## What is needed
Repeat the listing below line for line, changing nothing.

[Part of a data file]

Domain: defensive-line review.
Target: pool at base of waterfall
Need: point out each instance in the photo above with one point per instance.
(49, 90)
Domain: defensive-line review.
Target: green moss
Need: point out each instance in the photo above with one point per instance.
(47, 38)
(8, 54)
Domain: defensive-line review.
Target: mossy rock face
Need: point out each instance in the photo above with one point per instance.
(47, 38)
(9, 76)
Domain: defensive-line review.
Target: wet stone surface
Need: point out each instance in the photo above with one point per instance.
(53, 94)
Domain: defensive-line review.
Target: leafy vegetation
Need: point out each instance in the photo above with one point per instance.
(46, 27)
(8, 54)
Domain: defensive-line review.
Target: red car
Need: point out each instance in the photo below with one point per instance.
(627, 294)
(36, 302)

## Response
Domain: defensive-line review.
Target: pool at base of waterfall
Need: point out each instance in the photo above with one point per instance.
(49, 90)
Domain: defensive-line review.
Target: green moss
Need: point out each instance in the photo above with one point per instance.
(47, 38)
(8, 54)
Domain: defensive-line review.
Target: mossy rock face
Need: point out each instance in the photo above with one point per instance.
(47, 38)
(9, 76)
Domain: defensive-line review.
Target: wet stone surface
Need: point out each instance in the photo above with one point per instance.
(53, 94)
Domain: defensive-line review.
Target: leafy vegetation
Need: point out each instance in the photo above with one point per instance.
(46, 27)
(8, 54)
Domain: defensive-line review.
Target: red car
Need: point out each instance in the photo below with one point per instance.
(627, 294)
(36, 302)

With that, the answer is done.